:: Liste des tâches ::
1. Indiquez si chacune des affirmations suivantes concorde avec le discours sur la protection des entreprises. Répondez par oui ou non et citez mot pour mot les mots du discours qui permettent de trancher. (a) Le Comité a retenu la proposition. (b) M. Jim Balsillie a témoigné plusieurs fois devant le Comité. (c) L'agroalimentaire fait partie des secteurs stratégiques cités dans la recommandation.
2. Recopiez à l'identique le passage du discours sur la protection des entreprises qui va de « Cependant, même si » à « protéger nos entreprises. ».
3. Poursuivez le discours sur la protection des entreprises à partir de sa dernière phrase.

:: Texte fourni ::
Cependant, même si le Comité n'a pas retenu notre proposition, nous espérons que le gouvernement s'en inspirera. Après tout, s'il est une chose que la pandémie de la COVID-19 nous a démontrée, c'est que les chaînes d'approvisionnement sont mondialisées. Elles sont fragiles et il est imprudent d'être complètement tributaires de décisions prises à l'étranger. Voilà une autre bonne raison de protéger nos entreprises.
Je vais rajouter quelques éléments en complément à cette présentation de notre rapport complémentaire, en commençant par l'importance de pouvoir s'assurer de protéger notre propriété intellectuelle. J'aimerais souligner certaines des recommandations. Dans ce que nous avons déposé, on peut lire:
Que le gouvernement du Canada protège les secteurs stratégiques, notamment, mais pas exclusivement: la santé, l’industrie pharmaceutique, l’agroalimentaire, l’industrie manufacturière, les ressources naturelles et les biens incorporels dans les domaines de l’innovation, de la propriété intellectuelle, des données et de l’expertise.
Je crois que le rapport a oublié le secteur de l'aérospatiale, car je suis convaincu que nous avons voté pour cela.
Lorsque le Comité en a parlé, c'était cher et je veux saluer les interventions de M. Jim Balsillie, que je tenais à nommer à la Chambre. On le connaît très bien pour son leadership dans l'économie canadienne et québécoise. Il est intervenu à plusieurs reprises comme témoin devant notre Comité, notamment au sujet de l'importance capitale de pouvoir protéger l'innovation, la propriété intellectuelle, les données et l'expertise. C'est absolument essentiel dans une économie du savoir.

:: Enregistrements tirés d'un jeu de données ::
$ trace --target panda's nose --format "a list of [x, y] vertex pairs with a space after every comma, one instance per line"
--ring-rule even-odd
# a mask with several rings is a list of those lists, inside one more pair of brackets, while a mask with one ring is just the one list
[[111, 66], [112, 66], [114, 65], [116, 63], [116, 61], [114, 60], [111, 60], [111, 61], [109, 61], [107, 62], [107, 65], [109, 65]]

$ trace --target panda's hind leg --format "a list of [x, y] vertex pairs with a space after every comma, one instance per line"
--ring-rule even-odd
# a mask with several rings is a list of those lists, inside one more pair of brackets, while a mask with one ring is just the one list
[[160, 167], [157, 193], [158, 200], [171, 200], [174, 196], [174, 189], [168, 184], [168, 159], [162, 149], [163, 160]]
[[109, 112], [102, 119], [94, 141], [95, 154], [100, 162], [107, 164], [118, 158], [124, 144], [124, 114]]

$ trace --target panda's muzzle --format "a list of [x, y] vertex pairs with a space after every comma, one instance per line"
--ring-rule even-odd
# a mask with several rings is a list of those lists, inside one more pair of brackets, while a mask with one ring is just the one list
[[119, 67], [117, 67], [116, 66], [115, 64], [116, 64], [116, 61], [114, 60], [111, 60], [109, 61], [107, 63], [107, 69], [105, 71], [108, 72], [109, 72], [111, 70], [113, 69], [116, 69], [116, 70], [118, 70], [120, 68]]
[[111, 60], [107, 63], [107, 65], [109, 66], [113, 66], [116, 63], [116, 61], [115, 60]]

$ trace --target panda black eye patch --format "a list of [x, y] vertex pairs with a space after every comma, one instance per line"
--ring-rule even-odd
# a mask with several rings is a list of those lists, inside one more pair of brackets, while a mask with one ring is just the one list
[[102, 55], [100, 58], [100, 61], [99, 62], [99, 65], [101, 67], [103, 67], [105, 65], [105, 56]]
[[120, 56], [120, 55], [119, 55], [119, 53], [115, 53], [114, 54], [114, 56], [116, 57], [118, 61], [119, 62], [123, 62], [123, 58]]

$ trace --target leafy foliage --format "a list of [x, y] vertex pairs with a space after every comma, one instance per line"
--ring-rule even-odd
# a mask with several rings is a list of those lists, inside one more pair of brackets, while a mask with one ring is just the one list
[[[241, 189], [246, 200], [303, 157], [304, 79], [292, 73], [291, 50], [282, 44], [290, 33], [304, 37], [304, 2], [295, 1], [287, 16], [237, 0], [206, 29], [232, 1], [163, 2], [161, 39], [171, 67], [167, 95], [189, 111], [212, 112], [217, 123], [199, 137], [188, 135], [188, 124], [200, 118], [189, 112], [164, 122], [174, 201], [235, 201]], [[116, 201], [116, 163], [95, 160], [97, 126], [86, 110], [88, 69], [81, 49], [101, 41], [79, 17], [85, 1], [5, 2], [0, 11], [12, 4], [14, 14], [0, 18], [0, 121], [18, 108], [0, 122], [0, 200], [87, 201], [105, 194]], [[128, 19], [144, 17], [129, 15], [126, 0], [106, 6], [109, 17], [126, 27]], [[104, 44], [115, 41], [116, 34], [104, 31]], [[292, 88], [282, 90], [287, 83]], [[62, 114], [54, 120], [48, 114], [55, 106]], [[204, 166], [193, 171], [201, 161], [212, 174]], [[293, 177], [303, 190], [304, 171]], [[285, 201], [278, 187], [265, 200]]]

:: Vos réponses ::
1.
(a) Non : « même si le Comité n'a pas retenu notre proposition »
(b) Oui : « Il est intervenu à plusieurs reprises comme témoin devant notre Comité »
(c) Oui : « l’industrie pharmaceutique, l’agroalimentaire »

2.
Cependant, même si le Comité n'a pas retenu notre proposition, nous espérons que le gouvernement s'en inspirera. Après tout, s'il est une chose que la pandémie de la COVID-19 nous a démontrée, c'est que les chaînes d'approvisionnement sont mondialisées. Elles sont fragiles et il est imprudent d'être complètement tributaires de décisions prises à l'étranger. Voilà une autre bonne raison de protéger nos entreprises.

3.
Parmi les recommandations du Bloc québécois, nous voulions nous assurer que le ministre de l’Innovation, des Sciences et de l’Industrie doit justifier sa décision de conclure une transaction si elle est à l'avantage net du Canada. Nous voulions donc un peu plus de transparence et qu'il explique les éléments sur lesquels il s'est basé pour prendre une décision et qu'il rende publiques les conditions qu'il a imposées pour l'acquisition par des éléments étrangers, et ce, pour s'assurer de faire des suivis par la suite. Quand l'information reste secrète, il est facile pour une compagnie d'en faire fi parce qu'elle n'a pas de comptes à rendre à la population. En démocratie, la base, c'est de rendre des comptes à la population.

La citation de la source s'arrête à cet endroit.